YOUR OBJECTIVE -> The records shown below are to be repeated exactly and completely.

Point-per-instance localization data
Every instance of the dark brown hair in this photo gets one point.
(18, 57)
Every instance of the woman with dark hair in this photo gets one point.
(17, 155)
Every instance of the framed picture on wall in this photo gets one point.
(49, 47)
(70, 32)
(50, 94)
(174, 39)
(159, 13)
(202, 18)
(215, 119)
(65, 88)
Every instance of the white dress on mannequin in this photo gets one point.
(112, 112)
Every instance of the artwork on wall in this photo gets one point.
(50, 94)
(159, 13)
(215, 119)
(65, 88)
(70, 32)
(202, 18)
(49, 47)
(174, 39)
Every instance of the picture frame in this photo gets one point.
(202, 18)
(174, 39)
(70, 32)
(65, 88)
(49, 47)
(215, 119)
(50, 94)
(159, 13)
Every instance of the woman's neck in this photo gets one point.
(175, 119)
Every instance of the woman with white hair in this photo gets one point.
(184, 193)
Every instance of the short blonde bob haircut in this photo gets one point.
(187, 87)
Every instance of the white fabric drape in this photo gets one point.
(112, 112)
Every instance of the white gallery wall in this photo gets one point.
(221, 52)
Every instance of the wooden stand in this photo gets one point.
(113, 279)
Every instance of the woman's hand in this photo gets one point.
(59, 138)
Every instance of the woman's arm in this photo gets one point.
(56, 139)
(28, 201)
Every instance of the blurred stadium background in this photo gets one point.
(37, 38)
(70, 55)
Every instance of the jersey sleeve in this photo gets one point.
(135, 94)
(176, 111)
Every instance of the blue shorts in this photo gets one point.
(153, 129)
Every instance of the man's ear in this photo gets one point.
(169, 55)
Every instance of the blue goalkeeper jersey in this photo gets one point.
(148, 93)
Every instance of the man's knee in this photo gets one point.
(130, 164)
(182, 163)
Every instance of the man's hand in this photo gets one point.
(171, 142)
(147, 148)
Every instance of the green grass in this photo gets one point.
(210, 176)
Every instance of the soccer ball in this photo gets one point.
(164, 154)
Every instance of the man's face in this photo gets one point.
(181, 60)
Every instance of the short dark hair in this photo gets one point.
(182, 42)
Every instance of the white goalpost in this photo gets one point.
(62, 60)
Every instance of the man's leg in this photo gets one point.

TASK RESULT ->
Every instance of the dark brown hair in this photo gets one point.
(18, 57)
Every instance of the woman with dark hair in this photo gets one point.
(17, 155)
Every instance of the framed picture on wall in this photo gets one point.
(49, 47)
(70, 32)
(50, 94)
(174, 39)
(159, 13)
(202, 18)
(215, 119)
(65, 88)
Every instance of the white dress on mannequin in this photo gets one point.
(112, 112)
Every instance of the artwork on wall in this photo gets one point.
(50, 94)
(159, 13)
(215, 119)
(65, 88)
(70, 32)
(202, 18)
(49, 47)
(174, 39)
Every instance of the picture frame in this photo gets one point.
(202, 18)
(174, 39)
(70, 32)
(65, 88)
(49, 47)
(215, 119)
(50, 94)
(159, 13)
Every instance of the woman's neck in this photo gets one point.
(175, 119)
Every instance of the woman with white hair in this photo gets one point.
(184, 193)
Every instance of the short blonde bob haircut in this photo gets one point.
(187, 87)
Every instance of the white fabric drape in this photo gets one point.
(112, 112)
Every instance of the white gallery wall in this photo gets one point.
(221, 52)
Every instance of the wooden stand in this photo gets one point.
(113, 279)
Every instance of the woman's hand in this photo gets one point.
(59, 138)
Every instance of the woman's arm in this photo gets one point.
(56, 139)
(28, 201)
Every instance of the blurred stadium background in this photo gets one point.
(37, 38)
(70, 55)
Every instance of the jersey sleeve in this photo gets one point.
(135, 94)
(176, 111)
Every instance of the blue shorts in this photo gets one point.
(153, 129)
Every instance of the man's ear in this photo gets one point.
(169, 55)
Every instance of the blue goalkeeper jersey in this photo gets one point.
(148, 93)
Every instance of the man's knee in this photo gets one point.
(130, 164)
(182, 163)
Every instance of the man's hand in this photo gets one point.
(171, 142)
(147, 148)
Every instance of the green grass in this photo gets one point.
(210, 176)
Every instance of the soccer ball in this photo gets one point.
(164, 154)
Every instance of the man's face in this photo gets one point.
(181, 60)
Every instance of the short dark hair in this photo gets one point.
(182, 42)
Every instance of the white goalpost in this photo gets one point.
(62, 60)
Every instance of the man's leg in this photo gets one point.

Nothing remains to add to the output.